Records contained in a dataset
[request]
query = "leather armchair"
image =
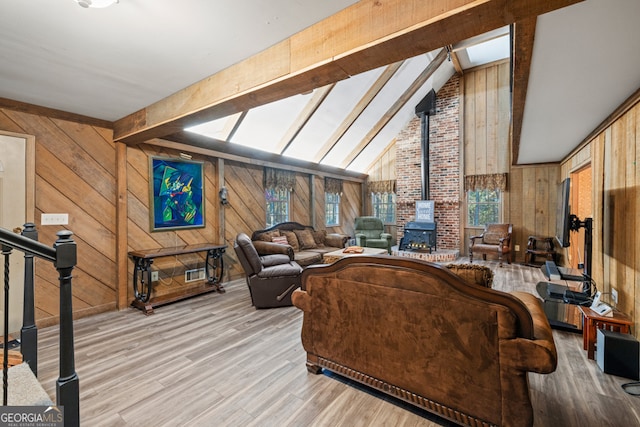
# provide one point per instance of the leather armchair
(370, 233)
(271, 278)
(496, 239)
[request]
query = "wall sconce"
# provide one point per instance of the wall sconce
(224, 194)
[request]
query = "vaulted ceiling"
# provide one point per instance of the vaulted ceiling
(328, 82)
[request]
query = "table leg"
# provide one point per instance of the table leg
(214, 268)
(592, 339)
(142, 275)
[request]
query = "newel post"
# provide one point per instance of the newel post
(29, 331)
(67, 386)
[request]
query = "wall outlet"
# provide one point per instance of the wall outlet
(54, 219)
(193, 275)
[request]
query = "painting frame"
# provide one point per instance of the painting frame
(176, 194)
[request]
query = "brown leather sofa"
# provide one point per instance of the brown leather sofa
(305, 245)
(418, 332)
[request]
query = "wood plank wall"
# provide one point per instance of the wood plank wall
(171, 269)
(75, 174)
(614, 158)
(383, 168)
(529, 204)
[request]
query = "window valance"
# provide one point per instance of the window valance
(333, 185)
(381, 187)
(279, 179)
(497, 181)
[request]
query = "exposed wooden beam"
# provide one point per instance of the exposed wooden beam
(364, 36)
(353, 115)
(453, 57)
(397, 105)
(522, 50)
(215, 148)
(316, 100)
(23, 107)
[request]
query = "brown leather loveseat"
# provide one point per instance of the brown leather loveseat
(416, 331)
(304, 245)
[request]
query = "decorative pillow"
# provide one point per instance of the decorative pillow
(292, 239)
(268, 236)
(282, 240)
(320, 236)
(305, 238)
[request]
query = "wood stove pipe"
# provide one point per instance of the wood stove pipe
(425, 109)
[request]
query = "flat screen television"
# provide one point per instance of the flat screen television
(563, 214)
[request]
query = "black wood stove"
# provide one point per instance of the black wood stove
(419, 236)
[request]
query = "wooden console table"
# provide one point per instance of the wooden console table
(214, 270)
(593, 321)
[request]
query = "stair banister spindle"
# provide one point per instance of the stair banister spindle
(67, 386)
(29, 331)
(6, 251)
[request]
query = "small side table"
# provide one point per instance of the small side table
(593, 321)
(539, 246)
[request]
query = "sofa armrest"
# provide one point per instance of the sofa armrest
(336, 240)
(270, 248)
(275, 259)
(539, 354)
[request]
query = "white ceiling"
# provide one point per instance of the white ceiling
(585, 64)
(109, 63)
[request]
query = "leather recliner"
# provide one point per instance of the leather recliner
(271, 278)
(496, 239)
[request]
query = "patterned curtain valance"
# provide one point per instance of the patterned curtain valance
(333, 185)
(382, 187)
(497, 181)
(278, 179)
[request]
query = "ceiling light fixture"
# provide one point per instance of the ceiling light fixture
(96, 3)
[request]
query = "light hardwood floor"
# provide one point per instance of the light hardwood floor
(216, 361)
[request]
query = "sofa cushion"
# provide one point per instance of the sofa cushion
(320, 236)
(305, 238)
(292, 239)
(281, 240)
(250, 253)
(268, 236)
(275, 259)
(305, 258)
(289, 269)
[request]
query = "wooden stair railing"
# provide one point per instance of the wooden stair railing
(63, 256)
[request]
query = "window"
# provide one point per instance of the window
(483, 207)
(277, 206)
(332, 209)
(383, 206)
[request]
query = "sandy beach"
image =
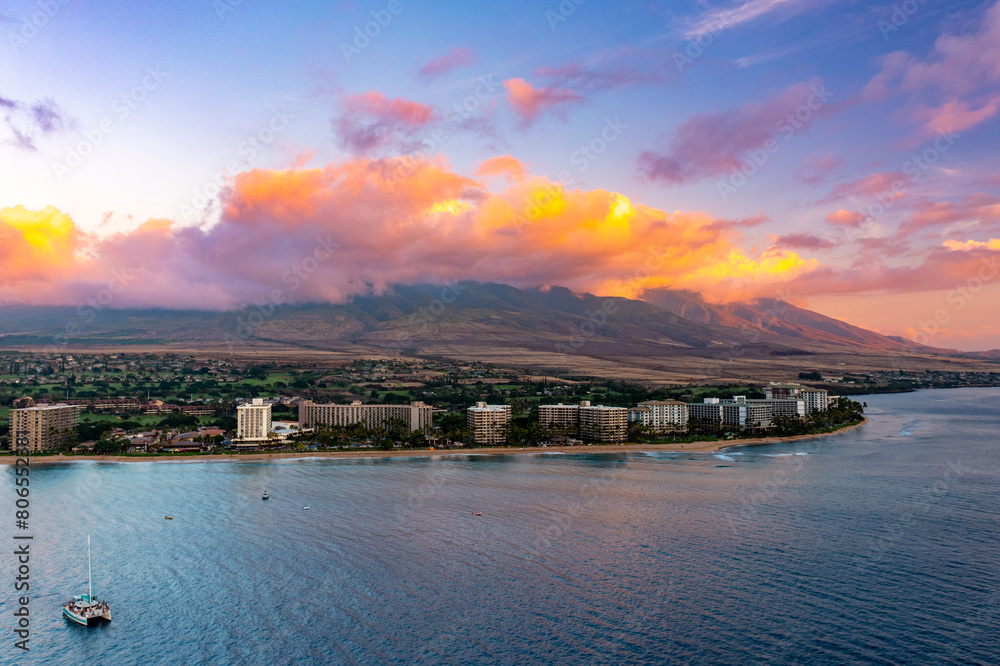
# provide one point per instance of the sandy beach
(702, 446)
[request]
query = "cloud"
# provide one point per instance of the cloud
(975, 212)
(817, 169)
(371, 121)
(887, 186)
(26, 123)
(502, 165)
(716, 142)
(612, 69)
(379, 222)
(723, 19)
(846, 218)
(457, 57)
(959, 78)
(991, 244)
(530, 102)
(804, 241)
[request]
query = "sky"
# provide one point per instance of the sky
(213, 155)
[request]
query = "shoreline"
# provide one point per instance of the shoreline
(705, 446)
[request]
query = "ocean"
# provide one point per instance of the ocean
(880, 545)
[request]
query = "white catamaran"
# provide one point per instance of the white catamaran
(86, 609)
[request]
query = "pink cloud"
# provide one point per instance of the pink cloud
(370, 121)
(457, 57)
(612, 69)
(959, 77)
(817, 169)
(977, 212)
(956, 116)
(888, 186)
(530, 102)
(804, 241)
(360, 226)
(846, 218)
(712, 143)
(502, 165)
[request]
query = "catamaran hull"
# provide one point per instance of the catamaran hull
(87, 622)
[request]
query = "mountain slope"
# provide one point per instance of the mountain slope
(471, 316)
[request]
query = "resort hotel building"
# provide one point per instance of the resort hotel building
(416, 415)
(253, 421)
(488, 423)
(43, 427)
(594, 423)
(660, 415)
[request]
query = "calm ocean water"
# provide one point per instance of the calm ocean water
(880, 545)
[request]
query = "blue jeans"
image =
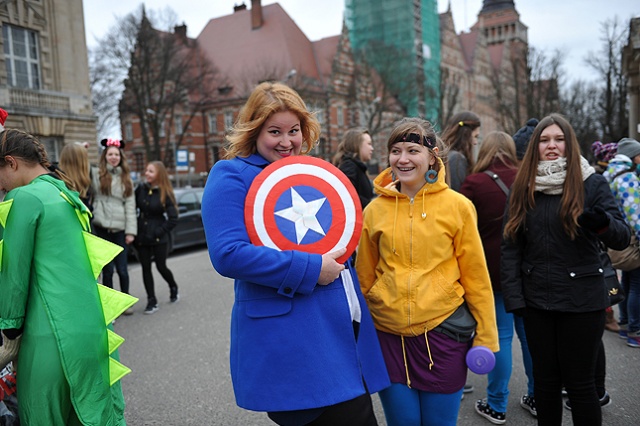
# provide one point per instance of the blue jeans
(120, 262)
(498, 380)
(630, 307)
(404, 406)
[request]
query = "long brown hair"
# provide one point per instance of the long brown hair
(496, 146)
(163, 182)
(74, 162)
(105, 176)
(457, 135)
(26, 147)
(522, 197)
(265, 100)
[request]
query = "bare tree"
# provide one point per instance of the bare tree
(450, 94)
(531, 80)
(165, 76)
(612, 114)
(579, 103)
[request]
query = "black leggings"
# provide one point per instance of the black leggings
(159, 253)
(564, 348)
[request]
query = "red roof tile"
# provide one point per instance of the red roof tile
(245, 55)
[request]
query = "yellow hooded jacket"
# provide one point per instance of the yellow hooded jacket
(419, 259)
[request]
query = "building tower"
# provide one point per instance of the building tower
(500, 22)
(401, 40)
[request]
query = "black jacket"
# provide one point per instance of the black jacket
(356, 171)
(153, 225)
(545, 269)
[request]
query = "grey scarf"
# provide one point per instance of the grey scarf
(552, 174)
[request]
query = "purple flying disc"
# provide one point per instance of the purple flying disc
(480, 360)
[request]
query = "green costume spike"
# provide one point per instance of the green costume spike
(5, 206)
(116, 371)
(48, 268)
(100, 251)
(114, 303)
(114, 341)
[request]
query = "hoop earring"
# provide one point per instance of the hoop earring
(431, 176)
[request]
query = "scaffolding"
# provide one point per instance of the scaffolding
(401, 40)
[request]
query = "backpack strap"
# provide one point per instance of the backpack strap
(498, 181)
(632, 169)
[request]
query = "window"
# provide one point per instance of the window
(138, 162)
(22, 57)
(228, 119)
(213, 125)
(53, 146)
(128, 131)
(178, 123)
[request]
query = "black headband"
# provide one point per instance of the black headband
(427, 141)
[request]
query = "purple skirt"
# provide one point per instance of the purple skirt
(440, 368)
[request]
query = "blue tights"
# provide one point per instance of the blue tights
(498, 379)
(404, 406)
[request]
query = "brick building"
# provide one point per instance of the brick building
(44, 72)
(264, 43)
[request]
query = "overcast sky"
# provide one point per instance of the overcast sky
(573, 26)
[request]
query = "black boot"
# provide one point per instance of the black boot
(174, 294)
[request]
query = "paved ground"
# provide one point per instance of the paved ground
(179, 358)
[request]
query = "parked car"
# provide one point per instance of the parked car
(189, 231)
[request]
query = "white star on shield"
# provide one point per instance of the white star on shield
(303, 215)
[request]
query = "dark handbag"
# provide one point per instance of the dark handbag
(460, 325)
(611, 282)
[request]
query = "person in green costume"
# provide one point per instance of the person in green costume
(52, 306)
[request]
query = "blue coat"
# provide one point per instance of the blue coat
(292, 341)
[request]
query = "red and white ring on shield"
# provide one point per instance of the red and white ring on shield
(280, 179)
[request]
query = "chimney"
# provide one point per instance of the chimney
(180, 30)
(256, 14)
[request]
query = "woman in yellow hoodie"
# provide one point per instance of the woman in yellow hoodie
(420, 260)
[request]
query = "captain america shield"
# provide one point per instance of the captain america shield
(303, 203)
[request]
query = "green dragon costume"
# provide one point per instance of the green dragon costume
(67, 370)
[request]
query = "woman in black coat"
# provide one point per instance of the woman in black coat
(354, 151)
(157, 216)
(558, 212)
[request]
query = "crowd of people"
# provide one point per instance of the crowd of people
(462, 243)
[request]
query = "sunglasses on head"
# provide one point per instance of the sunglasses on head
(427, 141)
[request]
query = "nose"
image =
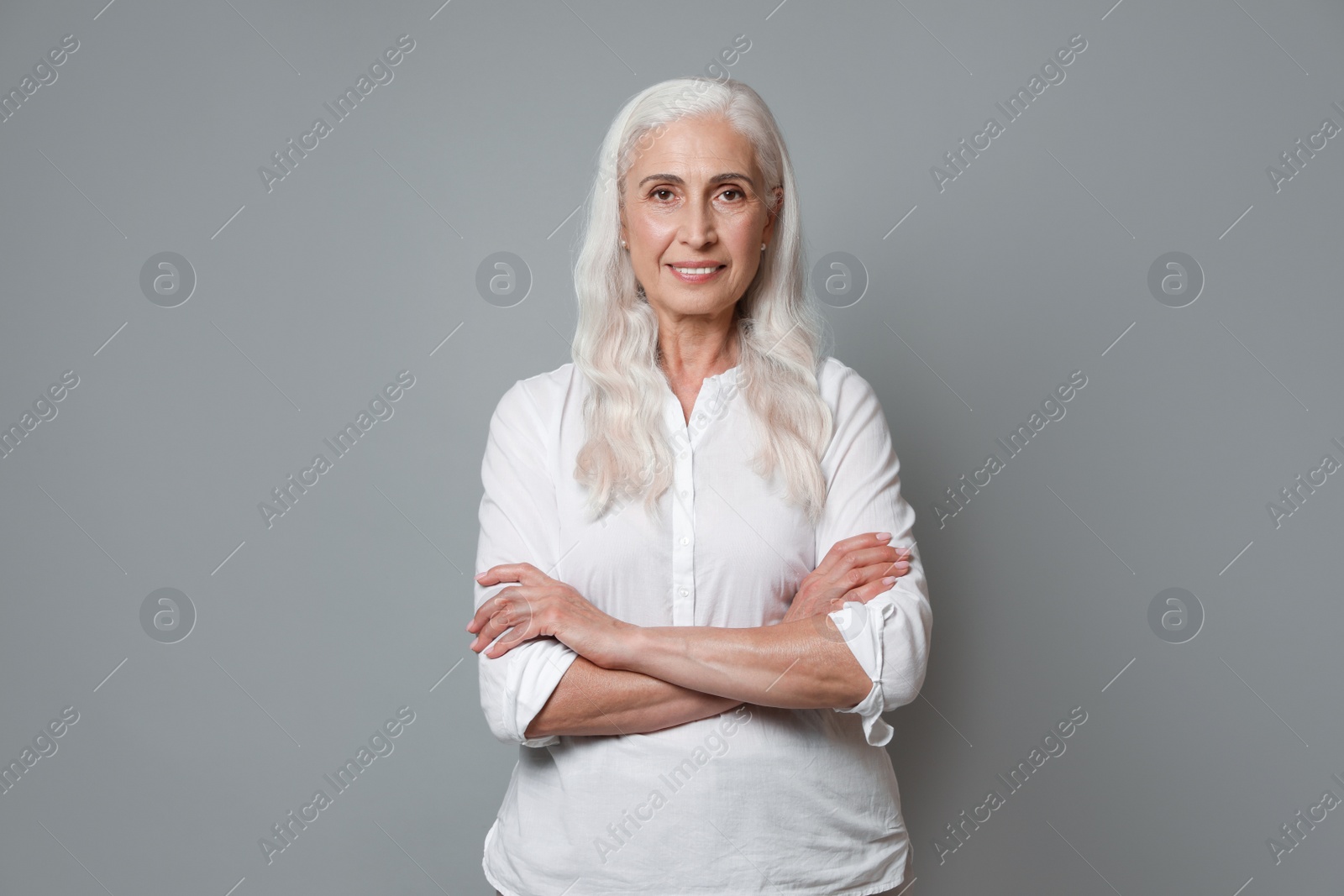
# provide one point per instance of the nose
(698, 223)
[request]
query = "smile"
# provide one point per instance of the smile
(696, 275)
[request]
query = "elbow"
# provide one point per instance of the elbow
(902, 683)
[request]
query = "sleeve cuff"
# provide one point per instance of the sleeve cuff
(533, 672)
(860, 625)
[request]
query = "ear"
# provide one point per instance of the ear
(770, 217)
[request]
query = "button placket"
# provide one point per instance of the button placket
(687, 434)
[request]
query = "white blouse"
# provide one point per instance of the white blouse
(757, 799)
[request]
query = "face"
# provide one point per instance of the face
(694, 219)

> **What to work on**
Beginning with the line that holds "# provide one point per instance of the button", restate word for word every line down to the end of the data, and only those lines.

> **Answer to this exercise**
# provide one point per instance of the button placket
(687, 434)
[request]
query = "white blouse"
# provide one point per instance of the white blouse
(757, 799)
[request]
query = "face"
# provide one point per instance of the face
(694, 219)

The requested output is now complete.